Excerpted passage —
James Harrison didn’t need a half dozen pass rush moves to get to the quarterback. He only needed two. His slap/rip and his bull rush. To learn the latter, he only needed to learn from one man.
The late Kevin Greene.
Harrison appeared on an episode of the GRINDcast podcast, hosted by Simon Arias, to discuss his life and football career. Harrison credited Greene for showing him how to setup and use his powerful bull rush move that became a staple way to get to the quarterback.
“For me, the speed bull,” Harrison told Arias. “The dude that got me doing the speed bull was Kevin Greene. That’s what he taught us. Speed bull. Up the field, three steps or five steps, and you bull into him.”
Greene, who died in December of 2020, never served as a full-time coach for the Steelers. But he spent a summer with the team in 2008, two weeks coaching up Harrison and the rest of the outside linebackers, and Harrison benefitted from that brief time. Though he became a starter in 2007 and had a good season, 2008 was his breakout year. He recorded 16 sacks that season, forced seven fumbles, and registered over 100 tackles. Pittsburgh had the league’s most dominant defense, the Steelers won the Super Bowl (in part thanks to Harrison’s historic pick-six), and Harrison was named Defensive Player of the Year.
His speed bull is something we talked about over the years, even doing a film room breakdown on way back in 2015.
We’ve also referenced the mini coaching clinic he once did in 2009, breaking down the art of the speed bull and the move he learned from Greene.
Harrison would continue his dominant run the next several years and end his Steelers’ career as the all-time sack leader. Though known for his physicality and brute force, his pass rush plan played a key role in creating havoc on quarterbacks.
“I would do that same move. Instead of bulling him…they shoot their hand out, [I would] slap/rip and come around the corner. I’d go a whole half and just bull a dude, bull a dude, bull a dude. Get him set. And then come the second half and then bull him, come around the corner, bull him, come around the corner.”
Greene himself was a tremendous player who brightly shined in his three years with the Steelers, leading the league in sacks with 14 in 1994. He got into coaching and spent years with the Green Bay Packers and New York Jets. There were always rumors and rumblings of him being hired by the Steelers’ full-time, an idea Greene was open to, but it never happened.
Though his death occurred far too early, his legacy lives on through the memories of his play, who he was as a person, and the impact it had on players like Harrison. Harrison learned the bull rush from Greene and funny enough, it was the move that turned the corner on his career.

Extracted entries —
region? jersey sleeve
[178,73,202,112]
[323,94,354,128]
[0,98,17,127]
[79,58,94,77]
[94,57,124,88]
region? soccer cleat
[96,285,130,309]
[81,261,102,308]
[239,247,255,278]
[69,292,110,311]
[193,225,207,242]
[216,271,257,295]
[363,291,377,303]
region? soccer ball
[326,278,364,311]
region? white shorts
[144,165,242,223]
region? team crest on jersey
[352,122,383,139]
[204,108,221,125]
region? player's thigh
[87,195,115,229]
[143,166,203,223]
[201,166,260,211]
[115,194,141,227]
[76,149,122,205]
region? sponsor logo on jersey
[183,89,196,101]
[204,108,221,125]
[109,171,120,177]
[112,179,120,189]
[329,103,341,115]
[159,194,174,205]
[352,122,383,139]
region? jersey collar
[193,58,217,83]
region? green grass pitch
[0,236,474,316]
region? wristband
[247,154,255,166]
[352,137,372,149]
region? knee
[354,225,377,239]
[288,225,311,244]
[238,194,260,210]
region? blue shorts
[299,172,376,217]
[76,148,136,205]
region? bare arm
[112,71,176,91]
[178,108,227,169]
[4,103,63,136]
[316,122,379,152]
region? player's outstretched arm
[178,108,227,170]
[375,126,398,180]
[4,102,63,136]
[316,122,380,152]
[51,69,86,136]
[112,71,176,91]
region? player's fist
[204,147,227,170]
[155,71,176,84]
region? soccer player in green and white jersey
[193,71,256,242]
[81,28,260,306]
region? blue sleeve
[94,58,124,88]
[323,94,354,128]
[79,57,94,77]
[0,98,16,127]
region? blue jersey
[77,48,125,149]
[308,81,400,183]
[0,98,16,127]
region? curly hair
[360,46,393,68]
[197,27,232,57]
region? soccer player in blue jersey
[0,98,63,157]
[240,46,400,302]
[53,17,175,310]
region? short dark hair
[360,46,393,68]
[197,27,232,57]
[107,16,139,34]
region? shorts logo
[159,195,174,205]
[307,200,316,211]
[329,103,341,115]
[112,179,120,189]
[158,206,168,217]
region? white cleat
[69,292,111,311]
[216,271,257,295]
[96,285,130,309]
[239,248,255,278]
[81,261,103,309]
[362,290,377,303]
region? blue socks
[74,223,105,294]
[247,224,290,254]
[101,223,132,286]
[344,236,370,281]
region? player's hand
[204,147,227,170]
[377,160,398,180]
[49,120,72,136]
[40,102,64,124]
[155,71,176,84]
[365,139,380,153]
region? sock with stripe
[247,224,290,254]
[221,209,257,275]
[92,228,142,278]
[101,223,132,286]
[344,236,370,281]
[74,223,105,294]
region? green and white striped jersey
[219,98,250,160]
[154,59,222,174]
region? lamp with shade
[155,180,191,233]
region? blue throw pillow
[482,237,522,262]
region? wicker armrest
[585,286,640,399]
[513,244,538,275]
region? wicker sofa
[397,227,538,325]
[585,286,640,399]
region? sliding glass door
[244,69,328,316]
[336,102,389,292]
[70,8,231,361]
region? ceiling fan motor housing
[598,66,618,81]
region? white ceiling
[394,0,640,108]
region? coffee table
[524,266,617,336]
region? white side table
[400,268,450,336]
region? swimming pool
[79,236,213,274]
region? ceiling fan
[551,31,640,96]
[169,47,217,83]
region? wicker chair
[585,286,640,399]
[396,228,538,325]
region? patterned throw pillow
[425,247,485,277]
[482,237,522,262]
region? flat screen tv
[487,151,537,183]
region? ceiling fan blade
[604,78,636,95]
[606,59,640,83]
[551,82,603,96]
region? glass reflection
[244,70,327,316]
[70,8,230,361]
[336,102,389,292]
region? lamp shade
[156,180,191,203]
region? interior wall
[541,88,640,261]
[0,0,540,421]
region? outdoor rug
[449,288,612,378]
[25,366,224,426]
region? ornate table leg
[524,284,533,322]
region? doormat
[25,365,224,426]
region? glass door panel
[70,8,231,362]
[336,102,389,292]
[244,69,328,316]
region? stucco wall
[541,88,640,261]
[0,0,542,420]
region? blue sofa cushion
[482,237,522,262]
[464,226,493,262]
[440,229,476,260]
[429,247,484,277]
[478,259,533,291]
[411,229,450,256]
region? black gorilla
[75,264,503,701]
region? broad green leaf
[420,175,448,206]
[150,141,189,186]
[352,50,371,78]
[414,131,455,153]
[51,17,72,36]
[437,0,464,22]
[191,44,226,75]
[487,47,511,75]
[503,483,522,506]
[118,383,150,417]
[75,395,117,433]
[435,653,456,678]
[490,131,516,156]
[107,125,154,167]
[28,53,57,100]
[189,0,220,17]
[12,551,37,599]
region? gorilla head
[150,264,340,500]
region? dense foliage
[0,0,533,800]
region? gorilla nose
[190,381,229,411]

Exercise requirements —
Answer these from the article on James Harrison's bull rush:
(a) Who hosted the GRINDcast podcast episode on which Harrison appeared?
(b) How many sacks did Harrison record in 2008?
(c) In which year did Greene lead the league in sacks, and with how many?
The listing has nothing to do with this work.

Completed task —
(a) Simon Arias
(b) 16
(c) 1994, with 14 sacks